Source document section start

Fidel Castro |
Fidel Castro, Cuba’s former president and leader of the Communist revolution, has died aged 90, state TV has announced.
Fidel Castro ruled Cuba as a one-party state for almost half a century before handing over the powers to his brother Raul in 2008.
His supporters praised him as a man who had given Cuba back to the people. But his opponents accused him of brutally suppressing opposition.
Politically a Marxist–Leninist and Cuban nationalist, he also served as the First Secretary of the Communist Party of Cuba from 1961 until 2011.
Under his administration Cuba became a one-party communist state; industry and business were nationalized, and state socialist reforms implemented throughout society.
Born in Birán as the son of a wealthy farmer, Castro adopted leftist anti-imperialist politics while studying law at the University of Havana.
After participating in rebellions against right-wing governments in the Dominican Republic and Colombia, he planned the overthrow of Cuban President Fulgencio Batista, launching a failed attack on the Moncada Barracks in 1953.
After a year’s imprisonment, he traveled to Mexico where he formed a revolutionary group, the 26th of July Movement, with his brother Raúl Castro and Che Guevara.
Returning to Cuba, Castro took a key role in the Cuban Revolution by leading the Movement in a guerrilla war against Batista’s forces from the Sierra Maestra.
After Batista’s overthrow in 1959, Castro assumed military and political power as Cuba’s Prime Minister.
The United States was alarmed by Castro’s friendly relations with the Soviet Union, and unsuccessfully attempted to remove him by assassination, economic blockade, and counter-revolution, including the Bay of Pigs invasion of 1961.
Countering these threats, Castro formed an alliance with the Soviets and allowed them to place nuclear weapons on the island, sparking the Cuban Missile Crisis—a defining incident of the Cold War—in 1962.

Source document section end

Questions on the material:
• 1. Answer these questions from the Fidel Castro article:
(a) At what age did Castro die?
(b) In what place was Castro born?
(c) In what year did Castro launch the failed attack on the Moncada Barracks?
• 2. Write the next paragraph of the Fidel Castro article, picking up after its final sentence.

Information supplied section start

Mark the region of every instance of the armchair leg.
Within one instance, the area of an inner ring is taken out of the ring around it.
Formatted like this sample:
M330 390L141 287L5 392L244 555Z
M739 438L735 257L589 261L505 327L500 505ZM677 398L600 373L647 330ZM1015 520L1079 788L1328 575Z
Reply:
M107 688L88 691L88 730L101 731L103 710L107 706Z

Information supplied section end

Answers to the exercise:
• 1.
(a) 90
(b) Birán
(c) 1953

• 2.
Adopting a Marxist-Leninist model of development, Castro converted Cuba into a one-party socialist state under Communist Party rule, the first in the Western hemisphere.
Reforms introducing central economic planning and expanding healthcare and education were accompanied by state control of the press and the suppression of internal dissent.
Abroad, Castro supported anti-imperialist revolutionary groups, backing the establishment of Marxist governments in Chile, Nicaragua, and Grenada, and sending troops to aid allies in the Yom Kippur War, Ethio-Somali War, and Angolan Civil War.
These actions, coupled with Castro’s leadership of the Non-Aligned Movement from 1979–83 and Cuba’s medical internationalism, increased Cuba’s profile on the world stage and earned its leader great respect in the developing world.
Following the Soviet Union’s dissolution in 1991, Castro led Cuba into its “Special Period” and embraced environmentalist and anti-globalization ideas.
In the 2000s he forged alliances in the Latin American Pink Tide—namely with Hugo Chávez’s Venezuela—and signed Cuba to the Bolivarian Alliance for the Americas.
In 2006 he transferred his responsibilities to Vice-President Raúl Castro, who formally assumed the presidency in 2008.